**Problèmes à résoudre**
1 – Réécrivez sous forme de liste le paragraphe de l'extrait sur la nullité qui commence par « En droit, est frappé de nullité », en gardant ses faits principaux.
2 – Recopiez, s'il vous plaît, un passage de l'extrait sur la nullité : commencez aux mots « En droit, est » et arrêtez-vous après « par un juge. ».

En droit, est frappé de nullité un acte invalide, soit qu'il n'ait pas été formé avec le formalisme imposé par la loi, soit qu'il lui manque un élément essentiel. Un acte nul est détruit et ses conséquences sont, dans la plupart des cas, supprimées rétroactivement, comme s'il n'avait jamais été formé. La nullité sanctionne les conditions de formation d'un contrat tandis que la résolution sanctionne l'inexécution ou la mauvaise exécution de l'obligation.

En droit français, la loi définit les cas de nullité et le juge ne peut la prononcer en dehors de ces cas : « pas de nullité sans texte ». Tout contrat qui ne respecte pas l'une de ses conditions de formation peut alors être annulé par un juge.

Le caractère judiciaire des nullités

En principe, les nullités sont virtuelles, c'est-à-dire que le juge peut librement déduire d'une règle l'existence d'une nullité. Il existe une exception à ce principe lorsque la loi prévoit expressément qu'il n'y aura pas de nullité lorsque le texte ne le prévoit pas (ex. : contrat de mariage).

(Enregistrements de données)
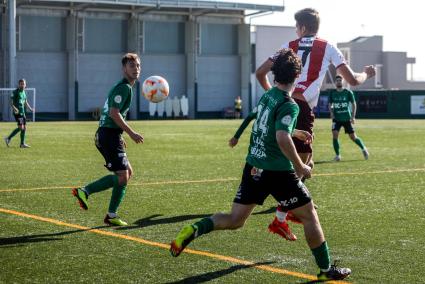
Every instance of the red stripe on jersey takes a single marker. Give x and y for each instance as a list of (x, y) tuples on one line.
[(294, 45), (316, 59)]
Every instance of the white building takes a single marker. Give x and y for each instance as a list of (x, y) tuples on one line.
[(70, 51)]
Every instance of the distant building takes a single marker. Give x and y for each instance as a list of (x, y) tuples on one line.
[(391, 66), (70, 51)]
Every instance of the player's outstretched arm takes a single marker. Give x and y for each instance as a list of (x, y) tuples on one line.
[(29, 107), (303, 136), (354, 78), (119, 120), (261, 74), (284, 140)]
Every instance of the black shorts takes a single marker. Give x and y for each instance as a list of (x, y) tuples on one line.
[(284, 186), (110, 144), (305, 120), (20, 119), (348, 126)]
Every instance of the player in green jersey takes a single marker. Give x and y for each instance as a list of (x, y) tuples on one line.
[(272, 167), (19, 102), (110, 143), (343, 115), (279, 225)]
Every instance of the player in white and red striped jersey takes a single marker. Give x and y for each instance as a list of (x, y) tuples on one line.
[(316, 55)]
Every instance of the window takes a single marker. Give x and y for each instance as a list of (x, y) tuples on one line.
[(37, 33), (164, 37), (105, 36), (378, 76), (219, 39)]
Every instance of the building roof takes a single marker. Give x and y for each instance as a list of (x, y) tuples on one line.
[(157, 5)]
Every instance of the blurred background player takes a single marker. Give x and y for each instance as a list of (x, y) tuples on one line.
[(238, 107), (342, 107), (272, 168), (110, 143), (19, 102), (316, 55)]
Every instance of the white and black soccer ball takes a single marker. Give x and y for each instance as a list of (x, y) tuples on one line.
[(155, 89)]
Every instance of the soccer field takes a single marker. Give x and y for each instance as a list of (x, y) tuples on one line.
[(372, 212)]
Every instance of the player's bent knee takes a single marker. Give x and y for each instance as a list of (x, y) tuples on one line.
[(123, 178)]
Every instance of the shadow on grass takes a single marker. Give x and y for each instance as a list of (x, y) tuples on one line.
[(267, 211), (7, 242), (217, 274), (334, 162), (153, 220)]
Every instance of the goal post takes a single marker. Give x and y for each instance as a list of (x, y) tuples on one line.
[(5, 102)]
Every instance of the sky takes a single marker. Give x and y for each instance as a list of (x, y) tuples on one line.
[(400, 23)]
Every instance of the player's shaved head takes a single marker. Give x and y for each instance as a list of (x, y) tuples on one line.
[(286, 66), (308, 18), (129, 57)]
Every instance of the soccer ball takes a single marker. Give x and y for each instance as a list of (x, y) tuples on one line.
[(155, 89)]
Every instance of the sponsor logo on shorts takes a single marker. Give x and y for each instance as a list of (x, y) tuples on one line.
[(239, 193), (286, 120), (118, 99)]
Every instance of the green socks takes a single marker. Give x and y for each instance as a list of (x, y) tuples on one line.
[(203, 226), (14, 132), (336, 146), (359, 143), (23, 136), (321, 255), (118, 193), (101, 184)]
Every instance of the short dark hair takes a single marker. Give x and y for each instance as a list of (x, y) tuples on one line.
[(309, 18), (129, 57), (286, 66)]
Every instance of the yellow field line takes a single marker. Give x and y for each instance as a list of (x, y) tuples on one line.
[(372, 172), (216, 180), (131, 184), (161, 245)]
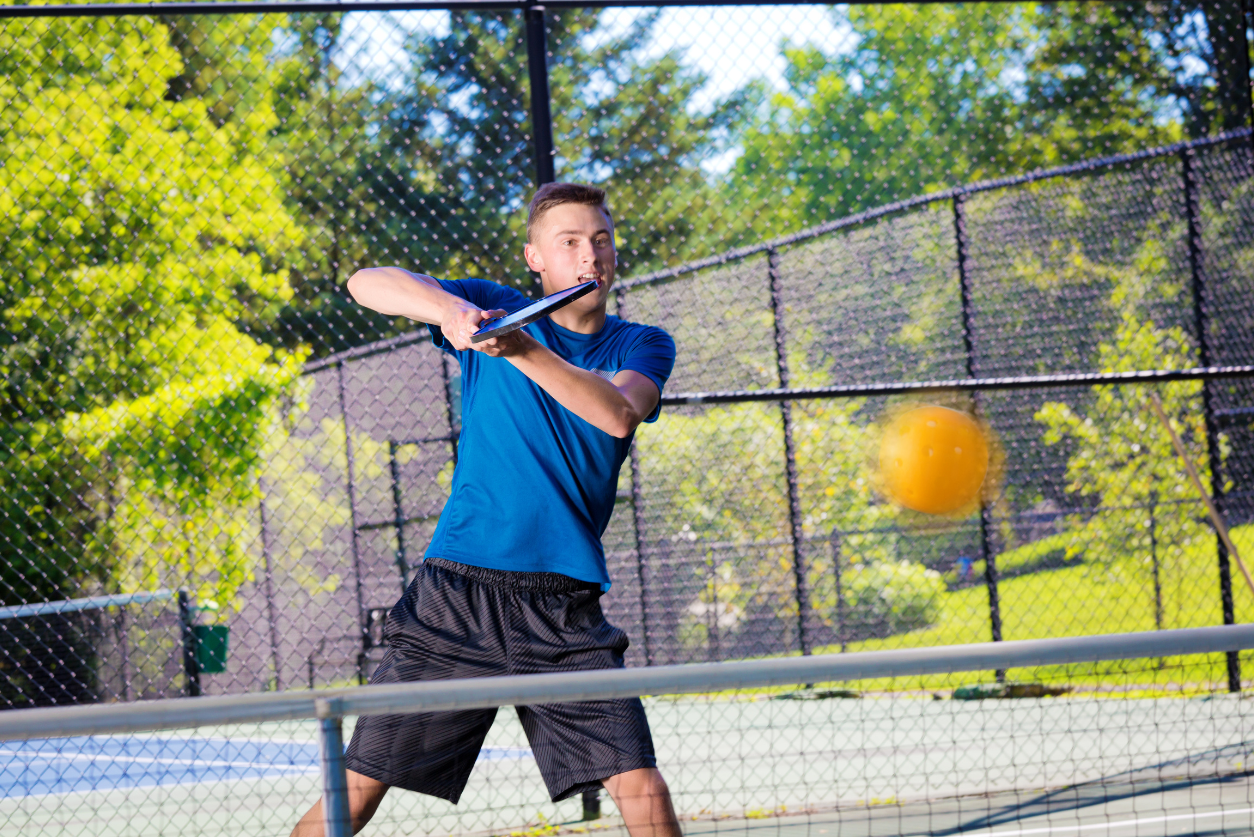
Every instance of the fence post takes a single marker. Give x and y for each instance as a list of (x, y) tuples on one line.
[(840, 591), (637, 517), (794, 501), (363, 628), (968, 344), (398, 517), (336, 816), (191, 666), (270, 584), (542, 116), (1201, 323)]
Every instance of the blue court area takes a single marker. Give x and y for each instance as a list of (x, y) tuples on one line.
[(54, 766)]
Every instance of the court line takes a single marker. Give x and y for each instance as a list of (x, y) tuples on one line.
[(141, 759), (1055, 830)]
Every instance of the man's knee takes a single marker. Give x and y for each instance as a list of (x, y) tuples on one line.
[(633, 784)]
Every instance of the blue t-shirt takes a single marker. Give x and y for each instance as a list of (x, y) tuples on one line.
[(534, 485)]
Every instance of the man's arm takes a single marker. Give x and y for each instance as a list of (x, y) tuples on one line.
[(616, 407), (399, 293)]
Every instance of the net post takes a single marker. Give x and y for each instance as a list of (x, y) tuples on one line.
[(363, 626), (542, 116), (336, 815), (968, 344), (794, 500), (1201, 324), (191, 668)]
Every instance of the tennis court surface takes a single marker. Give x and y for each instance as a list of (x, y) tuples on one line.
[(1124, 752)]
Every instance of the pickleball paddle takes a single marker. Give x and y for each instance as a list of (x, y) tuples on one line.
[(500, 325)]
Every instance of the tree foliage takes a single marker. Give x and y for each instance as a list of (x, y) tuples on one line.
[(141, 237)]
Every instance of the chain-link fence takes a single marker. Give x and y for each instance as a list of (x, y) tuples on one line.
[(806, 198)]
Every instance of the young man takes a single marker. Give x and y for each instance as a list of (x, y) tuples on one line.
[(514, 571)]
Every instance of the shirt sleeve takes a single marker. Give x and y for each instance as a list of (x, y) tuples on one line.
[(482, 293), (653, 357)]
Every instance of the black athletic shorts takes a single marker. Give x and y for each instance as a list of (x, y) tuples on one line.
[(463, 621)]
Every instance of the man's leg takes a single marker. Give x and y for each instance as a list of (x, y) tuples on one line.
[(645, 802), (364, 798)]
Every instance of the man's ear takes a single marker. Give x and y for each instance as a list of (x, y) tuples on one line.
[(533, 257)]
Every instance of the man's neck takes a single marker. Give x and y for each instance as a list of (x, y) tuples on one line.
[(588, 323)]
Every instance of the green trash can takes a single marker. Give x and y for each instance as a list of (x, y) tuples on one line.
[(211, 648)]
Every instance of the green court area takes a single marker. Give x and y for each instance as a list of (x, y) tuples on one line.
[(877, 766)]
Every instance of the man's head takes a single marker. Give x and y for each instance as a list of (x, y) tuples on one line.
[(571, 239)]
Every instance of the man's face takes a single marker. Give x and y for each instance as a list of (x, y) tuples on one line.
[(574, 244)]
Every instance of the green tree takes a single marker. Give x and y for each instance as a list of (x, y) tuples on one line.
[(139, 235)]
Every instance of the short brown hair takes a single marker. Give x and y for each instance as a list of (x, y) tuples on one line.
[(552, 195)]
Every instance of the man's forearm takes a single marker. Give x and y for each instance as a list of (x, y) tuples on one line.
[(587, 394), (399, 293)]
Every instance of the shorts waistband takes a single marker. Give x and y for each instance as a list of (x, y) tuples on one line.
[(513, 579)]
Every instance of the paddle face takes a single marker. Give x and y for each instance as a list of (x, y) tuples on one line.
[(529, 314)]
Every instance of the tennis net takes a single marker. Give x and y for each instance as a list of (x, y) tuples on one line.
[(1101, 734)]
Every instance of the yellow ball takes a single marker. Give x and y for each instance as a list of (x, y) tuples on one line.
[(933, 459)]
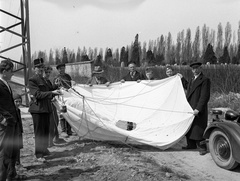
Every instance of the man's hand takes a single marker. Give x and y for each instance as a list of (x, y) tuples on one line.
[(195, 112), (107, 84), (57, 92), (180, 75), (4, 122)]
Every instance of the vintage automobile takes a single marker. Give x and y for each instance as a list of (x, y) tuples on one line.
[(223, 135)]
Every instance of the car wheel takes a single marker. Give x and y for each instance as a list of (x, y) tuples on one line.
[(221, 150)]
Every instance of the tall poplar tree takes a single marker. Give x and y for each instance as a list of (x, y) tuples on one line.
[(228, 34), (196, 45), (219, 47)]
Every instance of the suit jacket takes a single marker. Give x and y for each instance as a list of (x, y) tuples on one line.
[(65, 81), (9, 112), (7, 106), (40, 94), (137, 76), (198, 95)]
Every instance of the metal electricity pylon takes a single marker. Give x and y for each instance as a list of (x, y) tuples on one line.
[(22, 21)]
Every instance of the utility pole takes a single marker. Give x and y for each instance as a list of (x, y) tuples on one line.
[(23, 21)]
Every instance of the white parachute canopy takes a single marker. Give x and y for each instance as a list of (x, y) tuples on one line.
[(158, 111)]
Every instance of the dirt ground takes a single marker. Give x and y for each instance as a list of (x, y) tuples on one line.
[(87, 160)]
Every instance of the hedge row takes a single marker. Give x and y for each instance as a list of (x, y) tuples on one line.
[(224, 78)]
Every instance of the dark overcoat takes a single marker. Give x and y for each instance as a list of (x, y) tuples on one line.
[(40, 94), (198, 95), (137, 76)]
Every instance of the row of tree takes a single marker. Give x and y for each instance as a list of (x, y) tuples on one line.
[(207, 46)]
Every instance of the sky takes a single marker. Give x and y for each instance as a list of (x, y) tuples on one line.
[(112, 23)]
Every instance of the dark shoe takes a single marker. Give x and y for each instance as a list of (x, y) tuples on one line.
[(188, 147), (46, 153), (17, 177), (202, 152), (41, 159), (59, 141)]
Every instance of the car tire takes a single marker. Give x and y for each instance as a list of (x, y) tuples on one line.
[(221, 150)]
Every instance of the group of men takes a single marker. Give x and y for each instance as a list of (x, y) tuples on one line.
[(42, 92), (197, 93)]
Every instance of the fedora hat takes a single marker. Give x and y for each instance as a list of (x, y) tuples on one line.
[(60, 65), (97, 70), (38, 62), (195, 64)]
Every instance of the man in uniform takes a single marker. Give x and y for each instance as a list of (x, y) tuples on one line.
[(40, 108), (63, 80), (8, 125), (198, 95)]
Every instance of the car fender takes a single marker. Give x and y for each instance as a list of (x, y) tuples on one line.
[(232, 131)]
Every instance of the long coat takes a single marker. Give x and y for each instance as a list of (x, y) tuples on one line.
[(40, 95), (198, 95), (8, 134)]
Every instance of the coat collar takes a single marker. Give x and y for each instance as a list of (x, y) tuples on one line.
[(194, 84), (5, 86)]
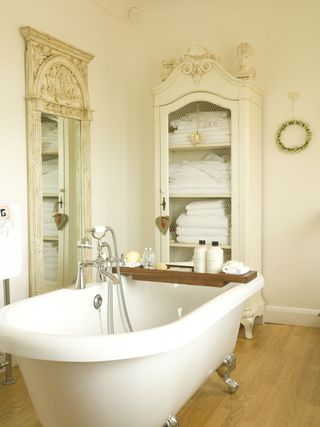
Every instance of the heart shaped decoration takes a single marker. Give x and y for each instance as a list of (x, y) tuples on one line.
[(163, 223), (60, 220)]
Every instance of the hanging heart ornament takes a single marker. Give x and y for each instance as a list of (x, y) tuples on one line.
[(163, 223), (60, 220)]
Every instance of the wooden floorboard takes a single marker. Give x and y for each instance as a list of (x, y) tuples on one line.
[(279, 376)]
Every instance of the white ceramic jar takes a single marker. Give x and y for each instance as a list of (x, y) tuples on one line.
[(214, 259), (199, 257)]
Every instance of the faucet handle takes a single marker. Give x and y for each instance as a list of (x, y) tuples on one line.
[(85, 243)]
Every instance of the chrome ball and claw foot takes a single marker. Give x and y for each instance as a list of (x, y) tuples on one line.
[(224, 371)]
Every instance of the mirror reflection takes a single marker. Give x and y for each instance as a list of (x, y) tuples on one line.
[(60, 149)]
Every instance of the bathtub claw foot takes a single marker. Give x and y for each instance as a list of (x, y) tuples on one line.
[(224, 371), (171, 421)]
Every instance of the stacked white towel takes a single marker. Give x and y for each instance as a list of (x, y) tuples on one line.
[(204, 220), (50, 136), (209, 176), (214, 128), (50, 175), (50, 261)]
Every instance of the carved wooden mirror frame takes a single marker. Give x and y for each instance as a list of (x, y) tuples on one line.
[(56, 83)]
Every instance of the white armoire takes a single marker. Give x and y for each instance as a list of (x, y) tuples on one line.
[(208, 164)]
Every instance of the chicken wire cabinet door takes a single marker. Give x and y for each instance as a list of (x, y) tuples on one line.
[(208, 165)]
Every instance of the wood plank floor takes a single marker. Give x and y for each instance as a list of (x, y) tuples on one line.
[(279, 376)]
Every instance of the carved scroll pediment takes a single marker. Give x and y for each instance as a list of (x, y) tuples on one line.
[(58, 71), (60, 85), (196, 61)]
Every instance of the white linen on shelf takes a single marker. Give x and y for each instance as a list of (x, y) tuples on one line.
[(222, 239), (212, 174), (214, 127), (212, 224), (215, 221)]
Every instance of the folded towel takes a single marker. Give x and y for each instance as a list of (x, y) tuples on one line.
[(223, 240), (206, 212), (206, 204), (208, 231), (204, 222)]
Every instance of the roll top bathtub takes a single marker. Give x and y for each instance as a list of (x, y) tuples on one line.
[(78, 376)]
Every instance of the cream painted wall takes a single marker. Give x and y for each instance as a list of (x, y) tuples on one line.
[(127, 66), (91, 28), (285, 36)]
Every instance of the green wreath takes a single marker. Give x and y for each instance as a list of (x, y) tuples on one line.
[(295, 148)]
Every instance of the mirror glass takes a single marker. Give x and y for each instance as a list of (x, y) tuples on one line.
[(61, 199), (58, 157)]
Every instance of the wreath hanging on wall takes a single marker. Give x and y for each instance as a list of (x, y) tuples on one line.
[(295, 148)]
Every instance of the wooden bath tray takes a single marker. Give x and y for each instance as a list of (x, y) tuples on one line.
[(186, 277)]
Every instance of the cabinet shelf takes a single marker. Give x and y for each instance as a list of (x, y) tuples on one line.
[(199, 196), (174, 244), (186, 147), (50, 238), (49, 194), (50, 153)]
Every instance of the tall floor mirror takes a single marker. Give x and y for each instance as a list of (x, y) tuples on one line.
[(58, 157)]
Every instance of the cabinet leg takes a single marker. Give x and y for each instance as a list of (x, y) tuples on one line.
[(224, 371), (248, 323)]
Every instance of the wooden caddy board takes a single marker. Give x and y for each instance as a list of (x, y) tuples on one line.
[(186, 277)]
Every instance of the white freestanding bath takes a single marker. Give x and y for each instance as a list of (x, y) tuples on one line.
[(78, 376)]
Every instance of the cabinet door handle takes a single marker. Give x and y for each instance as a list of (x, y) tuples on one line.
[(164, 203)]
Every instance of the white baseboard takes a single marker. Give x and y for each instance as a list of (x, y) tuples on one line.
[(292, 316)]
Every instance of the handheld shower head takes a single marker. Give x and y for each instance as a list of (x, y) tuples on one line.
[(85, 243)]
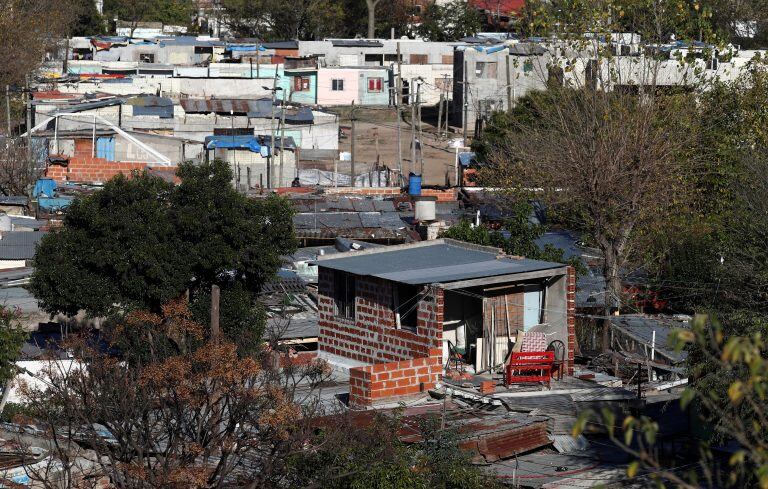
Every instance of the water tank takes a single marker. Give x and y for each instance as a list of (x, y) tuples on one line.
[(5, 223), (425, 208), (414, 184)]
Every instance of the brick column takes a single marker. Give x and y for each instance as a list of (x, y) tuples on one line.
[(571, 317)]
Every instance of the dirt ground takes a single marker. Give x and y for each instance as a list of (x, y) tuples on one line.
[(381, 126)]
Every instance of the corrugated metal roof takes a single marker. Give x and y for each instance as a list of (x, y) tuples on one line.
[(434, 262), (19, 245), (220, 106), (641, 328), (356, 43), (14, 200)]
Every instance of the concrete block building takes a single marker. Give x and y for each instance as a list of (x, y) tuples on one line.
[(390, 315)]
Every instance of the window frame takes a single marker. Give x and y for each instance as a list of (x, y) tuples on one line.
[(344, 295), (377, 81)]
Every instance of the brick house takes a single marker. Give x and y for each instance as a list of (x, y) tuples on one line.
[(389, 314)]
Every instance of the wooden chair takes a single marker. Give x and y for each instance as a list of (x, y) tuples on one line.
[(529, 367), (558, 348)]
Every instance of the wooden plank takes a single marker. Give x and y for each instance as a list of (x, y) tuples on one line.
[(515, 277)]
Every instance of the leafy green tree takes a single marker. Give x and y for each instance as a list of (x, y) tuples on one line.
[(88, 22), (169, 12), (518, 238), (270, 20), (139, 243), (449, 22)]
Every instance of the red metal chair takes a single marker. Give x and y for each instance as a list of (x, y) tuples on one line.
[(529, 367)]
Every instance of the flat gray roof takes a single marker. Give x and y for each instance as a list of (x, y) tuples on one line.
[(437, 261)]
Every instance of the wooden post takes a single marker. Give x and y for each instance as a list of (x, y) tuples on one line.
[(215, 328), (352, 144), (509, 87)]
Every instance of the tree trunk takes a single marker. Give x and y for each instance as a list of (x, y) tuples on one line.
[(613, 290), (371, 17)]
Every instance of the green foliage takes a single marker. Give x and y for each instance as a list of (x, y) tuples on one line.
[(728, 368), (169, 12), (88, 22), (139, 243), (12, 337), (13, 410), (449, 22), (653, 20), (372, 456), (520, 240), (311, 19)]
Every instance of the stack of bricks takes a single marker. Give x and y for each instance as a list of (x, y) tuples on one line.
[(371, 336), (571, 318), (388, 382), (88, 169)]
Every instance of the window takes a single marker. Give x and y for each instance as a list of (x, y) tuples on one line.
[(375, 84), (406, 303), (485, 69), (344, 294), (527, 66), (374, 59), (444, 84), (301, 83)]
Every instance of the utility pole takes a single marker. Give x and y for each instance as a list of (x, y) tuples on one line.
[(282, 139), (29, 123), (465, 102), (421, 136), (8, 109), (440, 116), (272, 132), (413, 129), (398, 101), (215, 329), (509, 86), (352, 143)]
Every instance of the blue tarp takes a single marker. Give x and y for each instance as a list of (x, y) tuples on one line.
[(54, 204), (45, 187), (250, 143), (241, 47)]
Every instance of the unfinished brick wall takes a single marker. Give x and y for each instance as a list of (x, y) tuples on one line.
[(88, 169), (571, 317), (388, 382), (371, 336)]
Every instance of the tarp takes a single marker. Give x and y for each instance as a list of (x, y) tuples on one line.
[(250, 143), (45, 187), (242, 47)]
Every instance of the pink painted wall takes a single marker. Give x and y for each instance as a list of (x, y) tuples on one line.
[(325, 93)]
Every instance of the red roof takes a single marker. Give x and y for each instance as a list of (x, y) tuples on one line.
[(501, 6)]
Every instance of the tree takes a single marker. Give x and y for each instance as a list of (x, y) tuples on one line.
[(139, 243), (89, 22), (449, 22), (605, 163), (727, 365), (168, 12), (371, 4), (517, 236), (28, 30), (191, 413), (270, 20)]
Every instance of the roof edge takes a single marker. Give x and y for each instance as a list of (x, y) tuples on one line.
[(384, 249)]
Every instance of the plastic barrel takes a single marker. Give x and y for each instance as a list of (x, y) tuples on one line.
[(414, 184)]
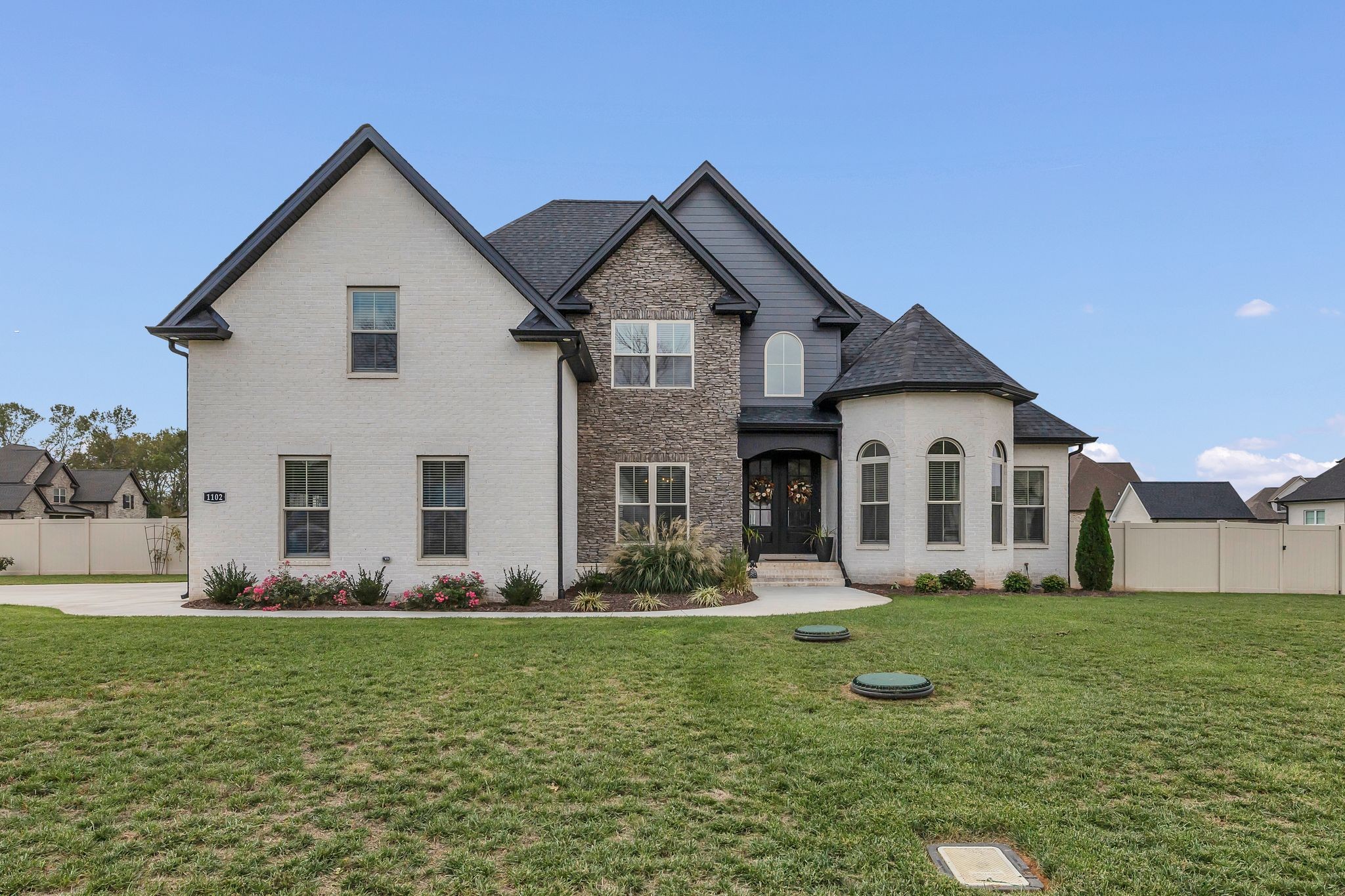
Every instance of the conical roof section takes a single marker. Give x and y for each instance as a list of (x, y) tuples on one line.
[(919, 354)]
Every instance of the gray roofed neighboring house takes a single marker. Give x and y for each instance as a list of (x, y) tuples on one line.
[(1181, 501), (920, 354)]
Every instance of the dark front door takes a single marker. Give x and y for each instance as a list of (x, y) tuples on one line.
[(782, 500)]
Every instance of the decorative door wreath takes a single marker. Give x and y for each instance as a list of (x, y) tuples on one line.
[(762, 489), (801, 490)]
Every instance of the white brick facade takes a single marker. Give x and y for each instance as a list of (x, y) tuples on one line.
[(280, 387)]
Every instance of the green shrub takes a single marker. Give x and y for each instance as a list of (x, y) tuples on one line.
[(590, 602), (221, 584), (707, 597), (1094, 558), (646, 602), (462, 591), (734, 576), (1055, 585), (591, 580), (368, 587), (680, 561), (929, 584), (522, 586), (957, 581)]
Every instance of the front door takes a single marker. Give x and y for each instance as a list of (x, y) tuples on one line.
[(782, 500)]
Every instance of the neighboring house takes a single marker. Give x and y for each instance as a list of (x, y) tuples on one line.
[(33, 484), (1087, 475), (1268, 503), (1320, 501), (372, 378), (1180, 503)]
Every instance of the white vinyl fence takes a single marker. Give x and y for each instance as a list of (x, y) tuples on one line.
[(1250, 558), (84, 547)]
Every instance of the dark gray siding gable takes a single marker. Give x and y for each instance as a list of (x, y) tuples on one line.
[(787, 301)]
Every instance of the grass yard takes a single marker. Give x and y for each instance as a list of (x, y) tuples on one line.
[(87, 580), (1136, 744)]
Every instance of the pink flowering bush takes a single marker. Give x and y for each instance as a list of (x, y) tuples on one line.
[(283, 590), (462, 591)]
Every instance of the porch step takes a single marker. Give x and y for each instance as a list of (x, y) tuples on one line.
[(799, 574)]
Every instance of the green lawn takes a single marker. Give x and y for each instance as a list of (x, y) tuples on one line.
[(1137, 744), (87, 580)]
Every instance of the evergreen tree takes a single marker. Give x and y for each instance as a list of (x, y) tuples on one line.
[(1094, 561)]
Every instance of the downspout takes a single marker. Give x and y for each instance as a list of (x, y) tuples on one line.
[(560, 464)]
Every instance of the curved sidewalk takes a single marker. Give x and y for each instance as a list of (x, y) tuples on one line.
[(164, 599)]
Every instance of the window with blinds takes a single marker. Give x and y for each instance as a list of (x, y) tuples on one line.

**Réponses attendues**
1 –
- Un acte invalide est frappé de nullité lorsqu'il n'a pas été formé avec le formalisme imposé par la loi ou qu'il lui manque un élément essentiel.
- L'acte nul est détruit, et ses conséquences sont, dans la plupart des cas, supprimées rétroactivement, comme s'il n'avait jamais été formé.
- La nullité sanctionne les conditions de formation d'un contrat, alors que la résolution sanctionne l'inexécution ou la mauvaise exécution de l'obligation.

2 –
En droit, est frappé de nullité un acte invalide, soit qu'il n'ait pas été formé avec le formalisme imposé par la loi, soit qu'il lui manque un élément essentiel. Un acte nul est détruit et ses conséquences sont, dans la plupart des cas, supprimées rétroactivement, comme s'il n'avait jamais été formé. La nullité sanctionne les conditions de formation d'un contrat tandis que la résolution sanctionne l'inexécution ou la mauvaise exécution de l'obligation.

En droit français, la loi définit les cas de nullité et le juge ne peut la prononcer en dehors de ces cas : « pas de nullité sans texte ». Tout contrat qui ne respecte pas l'une de ses conditions de formation peut alors être annulé par un juge.